**What you will do:** Rewrite every row below as a numbered list, dropping any blank lines and leaving the pictures out.

**Data in this exercise:**
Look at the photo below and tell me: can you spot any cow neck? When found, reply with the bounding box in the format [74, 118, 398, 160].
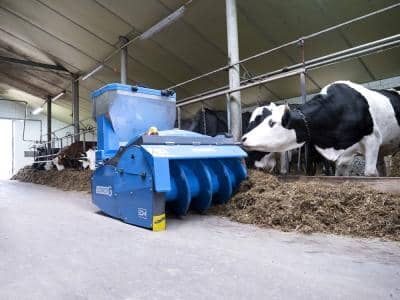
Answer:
[293, 108, 311, 142]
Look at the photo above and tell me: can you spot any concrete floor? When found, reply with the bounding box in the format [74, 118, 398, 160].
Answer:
[0, 181, 400, 300]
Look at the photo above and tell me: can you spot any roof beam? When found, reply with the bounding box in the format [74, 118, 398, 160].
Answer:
[0, 56, 69, 73]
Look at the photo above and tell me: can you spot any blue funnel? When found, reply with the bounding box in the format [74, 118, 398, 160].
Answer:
[92, 83, 176, 160]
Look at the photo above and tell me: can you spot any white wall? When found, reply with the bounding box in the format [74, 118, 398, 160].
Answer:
[0, 100, 73, 174]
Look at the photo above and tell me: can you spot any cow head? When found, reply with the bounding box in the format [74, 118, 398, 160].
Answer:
[242, 105, 304, 152]
[245, 103, 277, 132]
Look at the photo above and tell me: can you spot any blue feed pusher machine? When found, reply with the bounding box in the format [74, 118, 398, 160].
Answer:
[92, 83, 247, 231]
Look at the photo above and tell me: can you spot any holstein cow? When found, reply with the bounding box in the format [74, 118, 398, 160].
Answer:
[181, 108, 268, 168]
[245, 103, 333, 175]
[53, 142, 96, 171]
[242, 81, 400, 176]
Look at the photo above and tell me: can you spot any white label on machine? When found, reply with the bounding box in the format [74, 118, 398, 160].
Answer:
[96, 185, 112, 197]
[138, 207, 147, 219]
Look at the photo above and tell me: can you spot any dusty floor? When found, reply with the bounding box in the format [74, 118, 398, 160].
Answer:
[0, 181, 400, 300]
[14, 167, 400, 241]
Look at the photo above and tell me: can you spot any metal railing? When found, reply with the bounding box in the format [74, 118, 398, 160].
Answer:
[31, 126, 97, 163]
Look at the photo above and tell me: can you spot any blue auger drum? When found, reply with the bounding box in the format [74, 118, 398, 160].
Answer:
[92, 84, 247, 231]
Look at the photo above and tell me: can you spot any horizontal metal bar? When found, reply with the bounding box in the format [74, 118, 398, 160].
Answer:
[177, 34, 400, 107]
[306, 39, 400, 70]
[0, 56, 71, 74]
[176, 68, 305, 107]
[167, 3, 400, 89]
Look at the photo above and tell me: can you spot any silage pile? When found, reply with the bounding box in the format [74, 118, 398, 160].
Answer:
[11, 166, 92, 193]
[211, 171, 400, 241]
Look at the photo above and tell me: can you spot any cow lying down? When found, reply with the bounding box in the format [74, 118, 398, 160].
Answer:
[52, 142, 96, 171]
[242, 81, 400, 176]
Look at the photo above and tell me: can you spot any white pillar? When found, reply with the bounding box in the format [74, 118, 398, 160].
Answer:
[225, 0, 242, 141]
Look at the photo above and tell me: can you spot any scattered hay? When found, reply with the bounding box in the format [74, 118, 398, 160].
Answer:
[11, 166, 92, 193]
[211, 171, 400, 241]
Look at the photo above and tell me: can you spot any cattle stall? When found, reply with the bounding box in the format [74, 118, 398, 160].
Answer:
[0, 0, 400, 300]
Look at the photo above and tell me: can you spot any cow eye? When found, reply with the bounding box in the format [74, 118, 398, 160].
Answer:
[268, 120, 276, 128]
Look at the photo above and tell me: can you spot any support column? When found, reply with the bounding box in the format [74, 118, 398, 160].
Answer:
[72, 74, 80, 142]
[119, 36, 129, 84]
[225, 0, 242, 141]
[46, 96, 52, 154]
[177, 107, 182, 129]
[300, 72, 310, 175]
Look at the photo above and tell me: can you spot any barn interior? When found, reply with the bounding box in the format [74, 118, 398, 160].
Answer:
[0, 0, 400, 299]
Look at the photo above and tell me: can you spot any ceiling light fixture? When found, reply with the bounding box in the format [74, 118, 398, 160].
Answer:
[139, 5, 186, 40]
[51, 91, 65, 102]
[82, 65, 104, 80]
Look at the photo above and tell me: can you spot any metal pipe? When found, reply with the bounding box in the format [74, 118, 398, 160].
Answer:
[300, 72, 309, 175]
[177, 34, 400, 106]
[176, 107, 182, 129]
[225, 0, 242, 141]
[167, 3, 400, 89]
[71, 74, 79, 142]
[47, 97, 51, 154]
[119, 36, 129, 84]
[76, 0, 193, 80]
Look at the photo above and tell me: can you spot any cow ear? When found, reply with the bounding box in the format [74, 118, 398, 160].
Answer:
[284, 104, 290, 113]
[282, 104, 292, 128]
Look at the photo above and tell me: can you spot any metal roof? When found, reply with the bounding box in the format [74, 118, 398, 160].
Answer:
[0, 0, 400, 123]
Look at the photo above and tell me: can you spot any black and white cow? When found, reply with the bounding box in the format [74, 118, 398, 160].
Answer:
[242, 81, 400, 176]
[245, 102, 334, 175]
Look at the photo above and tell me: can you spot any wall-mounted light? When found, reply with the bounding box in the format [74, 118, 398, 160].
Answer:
[32, 105, 43, 115]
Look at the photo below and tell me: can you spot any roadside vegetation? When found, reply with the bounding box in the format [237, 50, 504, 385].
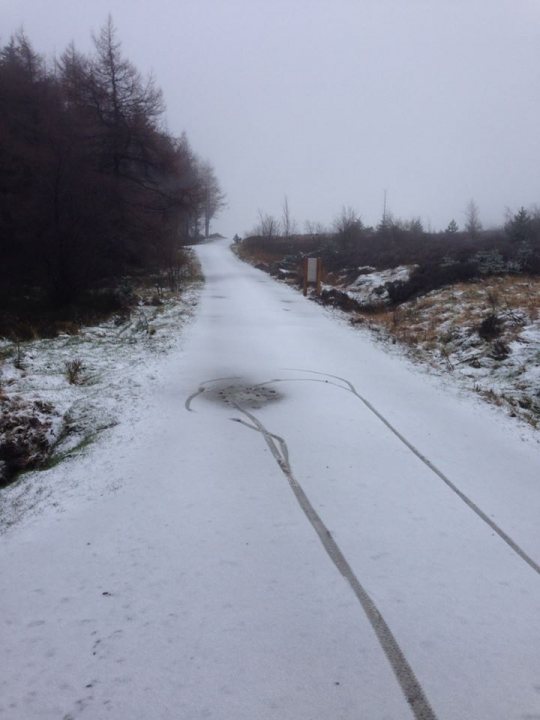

**Exercise output:**
1. Look at the photo below and tell me: can you spot any cow neck? When found, reply with the bounding box in the format [74, 118, 398, 160].
2. Answer:
3. [293, 108, 311, 142]
4. Look at the photo above and tell me: can you spot any concrete floor? When found, reply with the bounding box in the format [74, 118, 398, 160].
5. Answer:
6. [0, 181, 400, 300]
7. Look at the photo above and tell me: can you spot any roof beam? When found, reply with the bounding box in the format [74, 118, 398, 160].
8. Answer:
9. [0, 56, 69, 73]
10. Look at the photo above and tell me: can you spot any blue funnel? When found, reply with the bounding box in the format [74, 118, 398, 160].
11. Answer:
12. [92, 83, 176, 160]
13. Look at the photo above and tell me: can you spot any white wall? When found, reply with the bounding box in the format [74, 118, 398, 160].
14. Answer:
15. [0, 100, 73, 174]
16. Look at the photo above and tell me: can you spot any cow head? When found, reply with the bounding box in the format [74, 118, 398, 160].
17. Answer:
18. [242, 105, 304, 152]
19. [245, 103, 277, 132]
20. Look at the photo above and tell me: can you spot any blue feed pusher machine? When found, reply with the bounding box in the format [74, 118, 398, 160].
21. Answer:
22. [92, 83, 247, 231]
23. Look at the photo above and tell me: can you spot any holstein cow? When found, reply with the bounding box in the format [74, 118, 398, 160].
24. Answer:
25. [181, 108, 268, 168]
26. [245, 103, 333, 175]
27. [53, 142, 96, 171]
28. [242, 81, 400, 176]
29. Look at the photo above and tell me: can you spot any white label on machine? When found, reply with the bounding box in the format [74, 118, 398, 160].
30. Answer:
31. [96, 185, 112, 197]
32. [138, 207, 147, 219]
33. Look at the photo above and tell me: can you spot any dusty floor? When found, reply with the bounding box in the format [74, 118, 398, 160].
34. Answer:
35. [0, 181, 400, 300]
36. [14, 167, 400, 241]
37. Look at the photo above and tell me: can you spot any metal railing? When found, reply with the bounding box in the format [74, 118, 398, 160].
38. Answer:
39. [31, 126, 97, 163]
40. Look at the photo above and tell me: can you spot any blue auger drum? When found, reply with the bounding box in the format [74, 118, 398, 160].
41. Answer:
42. [92, 84, 247, 231]
43. Look at the photo above and tell me: can you spot any horizontal metal bar? When found, reply with the bounding box in the format [74, 118, 398, 160].
44. Answer:
45. [177, 34, 400, 107]
46. [306, 39, 400, 70]
47. [0, 56, 71, 74]
48. [176, 68, 305, 107]
49. [167, 3, 400, 89]
50. Look at the photo above and tell me: can you spot any silage pile? When found, reply with the bounding box in the format [74, 118, 398, 160].
51. Answer:
52. [11, 166, 92, 193]
53. [211, 171, 400, 241]
54. Look at the photo above and tell me: can you spot any cow lying down? When found, reply with the bounding box in the format [74, 118, 398, 160].
55. Answer:
56. [52, 142, 96, 171]
57. [242, 81, 400, 176]
58. Look at the photo above and tell me: can you spot any white pillar? When found, reply with the bounding box in the format [74, 118, 398, 160].
59. Answer:
60. [225, 0, 242, 141]
61. Look at the photo above and tell me: can you spot any scattered hay? When found, reply with the bounding box in the format [74, 118, 398, 160].
62. Answer:
63. [11, 166, 92, 193]
64. [211, 171, 400, 241]
65. Look at the photo above and tell me: can you spot any cattle stall? When found, reply with the bounding box in the format [74, 118, 398, 160].
66. Answer:
67. [0, 0, 400, 300]
68. Look at the photo above and tell me: can you spot any cow eye? When found, reply with the bounding box in the format [74, 118, 398, 160].
69. Answer:
70. [268, 120, 276, 128]
71. Look at the photo above and tell me: can you spot any support column? When found, reply with the bounding box in the format [74, 118, 398, 160].
72. Answer:
73. [72, 74, 80, 142]
74. [119, 36, 129, 84]
75. [225, 0, 242, 141]
76. [46, 96, 52, 154]
77. [177, 107, 182, 129]
78. [300, 72, 310, 175]
79. Look at the photo above and tell me: can you spot any barn interior? When found, reply with the bounding box in the format [74, 118, 398, 160].
80. Answer:
81. [0, 0, 400, 299]
82. Look at the photo above and tell me: can you spot any ceiling light fixture? When found, reply with the bounding box in the format [74, 118, 398, 160].
83. Answer:
84. [139, 5, 186, 40]
85. [51, 91, 65, 102]
86. [82, 65, 104, 80]
87. Look at the photo above and tell me: can you spot any metal pipe? When found, reply with the bounding box in the format [74, 118, 398, 160].
88. Answer:
89. [300, 72, 309, 175]
90. [177, 34, 400, 106]
91. [176, 107, 182, 129]
92. [225, 0, 242, 141]
93. [167, 3, 400, 89]
94. [71, 74, 79, 142]
95. [47, 97, 51, 154]
96. [119, 36, 129, 84]
97. [76, 0, 193, 80]
98. Look at the photo above and tell me: can you spot any cow ear? When found, reply with the bounding box in the format [74, 118, 398, 160].
99. Answer:
100. [284, 104, 290, 113]
101. [282, 104, 292, 128]
102. Look at the photo above and tell me: can you spot any metal roof? When found, reply with the bounding box in the format [74, 118, 398, 160].
103. Answer:
104. [0, 0, 400, 123]
105. Look at the photo above and tell me: can you spot any black and white cow? When found, reply with the bounding box in the format [74, 118, 398, 160].
106. Answer:
107. [242, 81, 400, 176]
108. [245, 102, 334, 175]
109. Look at the photo above and tell me: can you spot any wall-mounted light? When found, reply with the bounding box in the format [74, 118, 398, 160].
110. Answer:
111. [32, 105, 43, 115]
112. Look at the photo below and tell me: can you spot any roadside vegetation? When found, reply with the bounding box in the format [237, 50, 504, 385].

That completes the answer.